◆ **YOUR ASSIGNMENT**
Each entry below is to be written out exactly, and the pictures are to be left out.
----
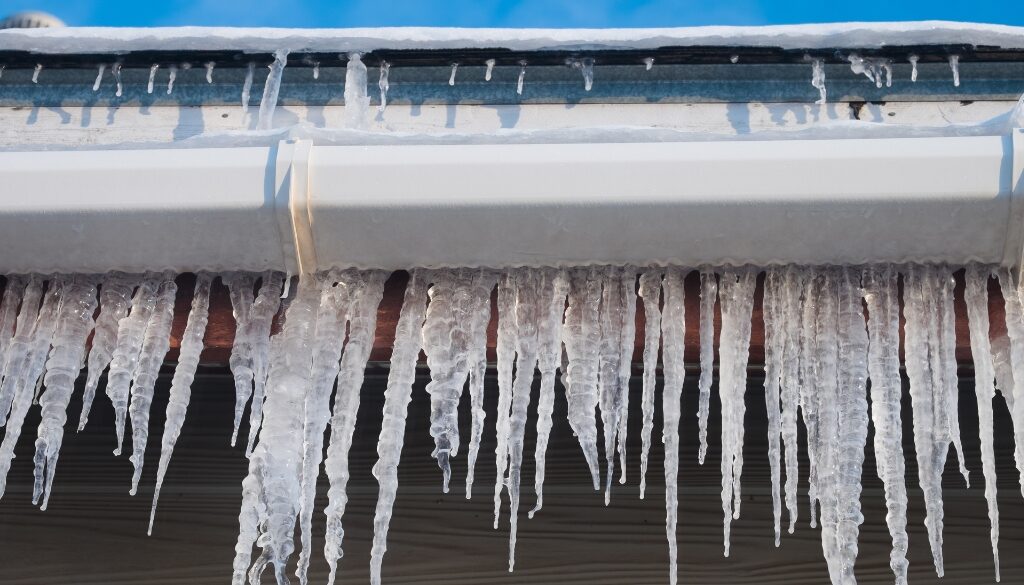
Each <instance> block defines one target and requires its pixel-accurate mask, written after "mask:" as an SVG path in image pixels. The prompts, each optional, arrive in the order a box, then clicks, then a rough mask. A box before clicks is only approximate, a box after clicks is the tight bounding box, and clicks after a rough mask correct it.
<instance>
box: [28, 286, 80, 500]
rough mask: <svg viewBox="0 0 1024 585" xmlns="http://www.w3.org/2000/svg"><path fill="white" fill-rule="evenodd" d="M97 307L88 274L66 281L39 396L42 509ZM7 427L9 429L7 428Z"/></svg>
mask: <svg viewBox="0 0 1024 585" xmlns="http://www.w3.org/2000/svg"><path fill="white" fill-rule="evenodd" d="M95 310H96V284H95V282H94V281H93V280H92V279H91V277H85V276H76V277H72V278H70V279H69V280H68V282H67V283H66V284H65V287H63V290H62V292H61V297H60V306H59V309H58V314H57V317H56V325H55V328H54V331H53V349H52V350H51V351H50V354H49V358H48V360H47V361H46V368H45V369H46V375H45V378H44V383H45V385H46V391H45V392H44V393H43V395H42V396H41V398H40V404H41V405H42V421H41V422H40V423H39V429H38V432H37V437H38V438H36V455H35V458H34V462H35V472H34V475H35V484H34V486H33V490H32V503H33V504H39V503H40V498H42V509H44V510H45V509H46V505H47V503H48V502H49V499H50V488H51V486H52V485H53V473H54V471H55V470H56V465H57V458H58V457H59V455H60V444H61V442H62V441H63V424H65V422H67V420H68V403H69V402H71V394H72V391H74V389H75V380H76V379H78V374H79V372H80V371H81V370H82V363H83V360H84V358H85V342H86V339H87V338H88V336H89V333H91V332H92V325H93V323H92V315H93V312H94V311H95ZM8 430H9V429H8Z"/></svg>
----
◆ **SOLVED PROBLEM**
Each <instance> block defines one target and requires its pixel-accurate mask, written after "mask:" as an SVG path in image pixels. The prompts, each optional, arrive in the order a box, then clicks, then a rough mask. A box before clicks is only approximate, a box after clicks is the tight bounding box, and clicks after a rough mask correct it.
<instance>
box: [28, 286, 80, 500]
rough mask: <svg viewBox="0 0 1024 585" xmlns="http://www.w3.org/2000/svg"><path fill="white" fill-rule="evenodd" d="M97 307L88 274L66 281L39 396L42 509ZM7 427L9 429L7 428Z"/></svg>
mask: <svg viewBox="0 0 1024 585" xmlns="http://www.w3.org/2000/svg"><path fill="white" fill-rule="evenodd" d="M95 310H96V284H95V282H94V281H93V280H92V279H91V277H85V276H76V277H72V278H70V279H69V280H68V282H67V283H66V284H65V287H63V290H62V292H61V297H60V306H59V309H58V314H57V317H56V325H55V328H54V331H53V349H52V350H51V351H50V354H49V358H48V360H47V361H46V368H45V369H46V375H45V378H44V383H45V385H46V391H45V392H44V393H43V395H42V396H41V398H40V404H41V405H42V421H41V422H40V423H39V429H38V432H37V437H38V438H36V455H35V458H34V462H35V472H34V475H35V484H34V486H33V490H32V503H33V504H39V503H40V498H42V509H44V510H45V509H46V505H47V503H48V502H49V499H50V488H51V486H52V485H53V473H54V471H55V470H56V465H57V458H58V457H59V455H60V444H61V442H62V441H63V424H65V422H67V420H68V403H69V402H71V394H72V391H74V389H75V380H76V379H78V374H79V372H80V371H81V370H82V363H83V360H84V358H85V342H86V339H87V338H88V336H89V333H91V332H92V325H93V323H92V315H93V312H94V311H95ZM8 430H9V429H8Z"/></svg>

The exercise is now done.